TASK DIRECTIONS – Everything from the line with "Could you please spot the orange" through the last line of the records below should be copied exactly, both ends included.

GIVEN RECORDS –
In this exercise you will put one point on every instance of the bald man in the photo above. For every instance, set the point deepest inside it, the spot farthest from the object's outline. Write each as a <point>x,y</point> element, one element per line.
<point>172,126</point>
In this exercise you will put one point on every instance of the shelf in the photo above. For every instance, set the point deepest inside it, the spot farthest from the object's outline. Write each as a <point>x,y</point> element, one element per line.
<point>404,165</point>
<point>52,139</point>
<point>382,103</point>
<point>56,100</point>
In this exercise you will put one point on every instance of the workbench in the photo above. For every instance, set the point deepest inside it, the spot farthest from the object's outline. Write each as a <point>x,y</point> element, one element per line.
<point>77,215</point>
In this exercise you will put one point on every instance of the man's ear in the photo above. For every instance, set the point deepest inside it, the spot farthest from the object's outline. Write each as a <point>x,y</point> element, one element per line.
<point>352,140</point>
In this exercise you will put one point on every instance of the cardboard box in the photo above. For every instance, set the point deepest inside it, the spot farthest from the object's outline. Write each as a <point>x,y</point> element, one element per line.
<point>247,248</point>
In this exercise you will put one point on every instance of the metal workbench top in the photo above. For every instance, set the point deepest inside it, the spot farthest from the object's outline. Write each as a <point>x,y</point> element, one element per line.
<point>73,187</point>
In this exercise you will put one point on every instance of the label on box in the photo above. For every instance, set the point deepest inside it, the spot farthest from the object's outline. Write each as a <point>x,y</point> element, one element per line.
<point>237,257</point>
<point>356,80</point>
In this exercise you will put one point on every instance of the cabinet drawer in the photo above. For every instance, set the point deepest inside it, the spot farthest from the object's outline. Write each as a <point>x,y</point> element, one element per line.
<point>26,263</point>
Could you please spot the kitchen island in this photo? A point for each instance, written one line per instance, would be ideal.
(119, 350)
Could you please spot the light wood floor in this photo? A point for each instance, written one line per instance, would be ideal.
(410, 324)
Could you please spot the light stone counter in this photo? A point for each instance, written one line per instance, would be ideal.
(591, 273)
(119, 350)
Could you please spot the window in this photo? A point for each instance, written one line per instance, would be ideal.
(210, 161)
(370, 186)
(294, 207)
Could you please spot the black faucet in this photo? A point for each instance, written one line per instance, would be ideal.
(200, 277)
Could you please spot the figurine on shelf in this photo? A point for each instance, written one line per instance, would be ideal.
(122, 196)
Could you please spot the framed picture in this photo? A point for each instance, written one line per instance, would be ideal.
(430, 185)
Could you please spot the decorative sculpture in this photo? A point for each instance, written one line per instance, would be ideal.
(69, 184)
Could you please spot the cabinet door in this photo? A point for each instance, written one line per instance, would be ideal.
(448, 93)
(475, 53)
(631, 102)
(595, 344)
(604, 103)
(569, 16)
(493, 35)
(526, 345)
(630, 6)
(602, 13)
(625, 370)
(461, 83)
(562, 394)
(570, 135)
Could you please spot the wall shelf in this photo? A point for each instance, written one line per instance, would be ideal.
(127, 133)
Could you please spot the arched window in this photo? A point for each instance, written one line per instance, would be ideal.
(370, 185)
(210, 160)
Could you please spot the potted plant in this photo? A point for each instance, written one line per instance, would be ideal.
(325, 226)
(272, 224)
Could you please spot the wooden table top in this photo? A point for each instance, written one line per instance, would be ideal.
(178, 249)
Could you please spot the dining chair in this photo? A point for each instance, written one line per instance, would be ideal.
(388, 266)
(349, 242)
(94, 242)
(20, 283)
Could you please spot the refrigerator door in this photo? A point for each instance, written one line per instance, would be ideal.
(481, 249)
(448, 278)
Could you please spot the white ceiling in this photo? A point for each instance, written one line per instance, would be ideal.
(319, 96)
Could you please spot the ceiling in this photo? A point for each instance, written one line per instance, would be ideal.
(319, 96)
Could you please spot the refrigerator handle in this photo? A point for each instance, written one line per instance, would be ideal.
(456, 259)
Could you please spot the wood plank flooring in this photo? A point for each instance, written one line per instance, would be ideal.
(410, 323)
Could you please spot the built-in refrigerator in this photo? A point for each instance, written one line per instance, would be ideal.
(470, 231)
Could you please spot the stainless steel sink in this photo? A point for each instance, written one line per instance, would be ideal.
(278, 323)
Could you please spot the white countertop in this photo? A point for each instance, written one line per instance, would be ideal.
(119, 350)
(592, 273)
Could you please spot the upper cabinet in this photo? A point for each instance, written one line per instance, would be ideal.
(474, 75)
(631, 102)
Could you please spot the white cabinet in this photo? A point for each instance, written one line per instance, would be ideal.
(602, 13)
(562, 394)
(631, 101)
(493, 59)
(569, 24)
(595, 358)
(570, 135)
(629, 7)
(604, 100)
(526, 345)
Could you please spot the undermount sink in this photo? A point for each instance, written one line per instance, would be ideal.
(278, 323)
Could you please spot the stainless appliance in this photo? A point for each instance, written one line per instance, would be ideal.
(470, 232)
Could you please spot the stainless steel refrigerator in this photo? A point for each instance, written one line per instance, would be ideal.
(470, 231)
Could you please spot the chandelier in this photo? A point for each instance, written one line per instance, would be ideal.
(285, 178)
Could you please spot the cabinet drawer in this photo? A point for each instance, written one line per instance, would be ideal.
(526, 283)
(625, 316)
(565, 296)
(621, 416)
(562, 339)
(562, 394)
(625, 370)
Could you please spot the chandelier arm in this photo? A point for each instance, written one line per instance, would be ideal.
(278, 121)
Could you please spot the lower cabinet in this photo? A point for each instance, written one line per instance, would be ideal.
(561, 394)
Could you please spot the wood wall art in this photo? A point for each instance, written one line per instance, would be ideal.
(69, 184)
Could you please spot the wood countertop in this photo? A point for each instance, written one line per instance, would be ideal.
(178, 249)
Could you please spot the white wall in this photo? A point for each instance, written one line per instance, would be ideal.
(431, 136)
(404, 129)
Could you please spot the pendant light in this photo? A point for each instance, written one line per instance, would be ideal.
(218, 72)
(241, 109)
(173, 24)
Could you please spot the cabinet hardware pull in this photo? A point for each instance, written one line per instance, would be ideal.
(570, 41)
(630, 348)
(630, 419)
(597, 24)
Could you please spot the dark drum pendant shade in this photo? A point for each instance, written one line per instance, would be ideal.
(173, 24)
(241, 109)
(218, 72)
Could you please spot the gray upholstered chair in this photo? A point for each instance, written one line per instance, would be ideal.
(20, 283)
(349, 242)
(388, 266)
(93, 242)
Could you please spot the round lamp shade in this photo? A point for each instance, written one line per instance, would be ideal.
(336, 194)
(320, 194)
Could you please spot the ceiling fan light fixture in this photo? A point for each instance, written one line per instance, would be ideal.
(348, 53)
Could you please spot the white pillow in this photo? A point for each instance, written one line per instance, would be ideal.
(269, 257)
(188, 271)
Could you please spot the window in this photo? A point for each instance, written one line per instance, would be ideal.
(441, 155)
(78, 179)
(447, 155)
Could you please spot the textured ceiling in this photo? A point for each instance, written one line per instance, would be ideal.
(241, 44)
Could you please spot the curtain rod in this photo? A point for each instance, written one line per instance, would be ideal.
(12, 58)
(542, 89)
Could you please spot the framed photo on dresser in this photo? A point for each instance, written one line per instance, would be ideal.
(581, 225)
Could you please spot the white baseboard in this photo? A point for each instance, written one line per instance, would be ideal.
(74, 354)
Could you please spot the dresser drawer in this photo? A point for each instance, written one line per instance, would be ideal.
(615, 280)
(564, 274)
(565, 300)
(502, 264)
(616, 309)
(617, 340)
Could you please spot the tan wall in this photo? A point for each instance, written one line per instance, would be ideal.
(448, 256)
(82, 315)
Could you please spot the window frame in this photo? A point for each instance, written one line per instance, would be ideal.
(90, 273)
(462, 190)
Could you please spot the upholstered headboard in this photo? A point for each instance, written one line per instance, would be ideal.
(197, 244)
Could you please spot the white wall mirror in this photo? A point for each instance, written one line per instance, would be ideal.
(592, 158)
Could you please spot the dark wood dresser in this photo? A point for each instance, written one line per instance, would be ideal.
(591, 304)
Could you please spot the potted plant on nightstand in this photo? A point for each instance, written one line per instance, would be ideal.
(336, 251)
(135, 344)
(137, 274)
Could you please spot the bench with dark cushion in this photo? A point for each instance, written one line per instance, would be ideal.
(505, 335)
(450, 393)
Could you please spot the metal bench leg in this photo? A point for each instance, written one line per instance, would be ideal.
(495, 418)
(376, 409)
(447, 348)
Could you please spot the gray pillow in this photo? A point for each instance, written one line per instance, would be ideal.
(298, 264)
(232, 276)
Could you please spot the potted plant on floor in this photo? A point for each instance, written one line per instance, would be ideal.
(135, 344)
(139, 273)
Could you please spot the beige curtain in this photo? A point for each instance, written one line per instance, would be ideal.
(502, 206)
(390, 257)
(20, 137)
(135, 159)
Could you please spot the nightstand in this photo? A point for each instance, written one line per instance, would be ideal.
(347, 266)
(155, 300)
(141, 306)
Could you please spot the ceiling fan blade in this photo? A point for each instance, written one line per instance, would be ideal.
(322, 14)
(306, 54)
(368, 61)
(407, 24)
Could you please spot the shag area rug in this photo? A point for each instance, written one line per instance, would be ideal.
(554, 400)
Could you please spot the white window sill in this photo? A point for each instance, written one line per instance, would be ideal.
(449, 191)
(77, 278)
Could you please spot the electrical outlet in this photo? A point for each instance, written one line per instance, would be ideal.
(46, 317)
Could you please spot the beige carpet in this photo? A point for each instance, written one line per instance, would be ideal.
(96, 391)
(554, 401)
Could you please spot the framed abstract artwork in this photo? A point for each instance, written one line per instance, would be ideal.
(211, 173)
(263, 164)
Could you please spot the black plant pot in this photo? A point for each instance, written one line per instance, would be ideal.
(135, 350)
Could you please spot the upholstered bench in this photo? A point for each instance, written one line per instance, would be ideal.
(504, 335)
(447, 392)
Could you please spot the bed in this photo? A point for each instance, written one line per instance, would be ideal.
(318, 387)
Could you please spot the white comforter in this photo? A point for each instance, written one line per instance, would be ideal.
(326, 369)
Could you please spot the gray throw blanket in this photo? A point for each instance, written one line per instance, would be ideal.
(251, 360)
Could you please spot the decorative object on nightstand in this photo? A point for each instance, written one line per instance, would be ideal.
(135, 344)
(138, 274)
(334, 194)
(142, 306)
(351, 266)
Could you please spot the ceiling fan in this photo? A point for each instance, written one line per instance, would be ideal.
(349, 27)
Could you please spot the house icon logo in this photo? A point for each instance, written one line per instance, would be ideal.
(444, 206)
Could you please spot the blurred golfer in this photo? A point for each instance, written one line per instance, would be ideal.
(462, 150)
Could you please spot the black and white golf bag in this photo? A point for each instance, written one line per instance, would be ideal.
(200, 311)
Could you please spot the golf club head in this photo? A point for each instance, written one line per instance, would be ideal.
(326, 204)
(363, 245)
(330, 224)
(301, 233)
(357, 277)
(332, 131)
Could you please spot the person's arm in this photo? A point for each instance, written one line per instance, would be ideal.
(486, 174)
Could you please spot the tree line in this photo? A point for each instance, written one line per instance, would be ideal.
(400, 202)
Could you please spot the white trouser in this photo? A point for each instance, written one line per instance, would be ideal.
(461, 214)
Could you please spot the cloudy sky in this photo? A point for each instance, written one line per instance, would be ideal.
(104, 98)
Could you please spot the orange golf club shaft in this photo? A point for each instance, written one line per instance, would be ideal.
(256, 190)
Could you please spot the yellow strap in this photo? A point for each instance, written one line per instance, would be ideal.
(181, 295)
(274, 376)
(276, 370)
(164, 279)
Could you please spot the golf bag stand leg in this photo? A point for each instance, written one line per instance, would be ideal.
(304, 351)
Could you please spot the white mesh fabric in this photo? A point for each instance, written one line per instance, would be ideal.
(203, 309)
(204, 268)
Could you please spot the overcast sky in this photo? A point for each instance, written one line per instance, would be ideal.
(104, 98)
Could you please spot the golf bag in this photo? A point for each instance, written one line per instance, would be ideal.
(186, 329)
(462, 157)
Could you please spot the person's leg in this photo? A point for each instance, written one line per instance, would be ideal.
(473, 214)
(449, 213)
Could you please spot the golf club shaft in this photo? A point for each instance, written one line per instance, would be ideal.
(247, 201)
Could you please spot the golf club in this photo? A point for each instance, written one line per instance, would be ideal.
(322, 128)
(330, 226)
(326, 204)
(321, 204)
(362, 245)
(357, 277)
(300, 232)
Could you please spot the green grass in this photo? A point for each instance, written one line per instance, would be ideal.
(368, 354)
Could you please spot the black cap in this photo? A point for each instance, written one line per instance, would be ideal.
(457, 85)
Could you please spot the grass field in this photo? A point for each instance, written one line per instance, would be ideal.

ANSWER TO THE PROBLEM –
Could you please spot the orange golf club shaft in this photo? A point for each instance, written one line per instance, would be ideal.
(256, 190)
Could you please spot the yellow strap in this photo? A point for each instance, written one line per instance, would be ideal.
(181, 295)
(274, 376)
(276, 370)
(164, 279)
Could you please spot the golf bag stand leg in this photo? A point for each instance, written one line per instance, would be ideal.
(304, 351)
Could you please spot the white mesh fabric in this photo? A point for each instance, written one line per instance, would be ideal.
(203, 309)
(204, 268)
Could you please spot the overcast sky in this photo? A point for each instance, written one line per instance, would be ideal.
(104, 98)
Could you please spot the golf bag in this photo? A point for each instance, written one line per instance, would be ideal.
(186, 329)
(462, 157)
Could you please spot the person's leg in this photo? A point for each instance, written one line per instance, would be ideal.
(473, 214)
(449, 213)
Could you please spot the golf club shaft in this photo? A point for each instance, written one line per instance, would be ideal.
(247, 201)
Could you please spot the golf club in this photo? A point for each instance, written one line per instance, would be ideal.
(322, 128)
(330, 226)
(326, 204)
(321, 204)
(362, 245)
(357, 277)
(300, 232)
Could you please spot the green grass in this photo? A point for each instance, written one line per instance, would be ideal.
(368, 354)
Could you please spot the black cap in this photo? A point for each instance, written one line per instance, would be ideal.
(457, 85)
Could you please spot the grass field in this photo? A point for each instance, written one line per instance, would be ideal.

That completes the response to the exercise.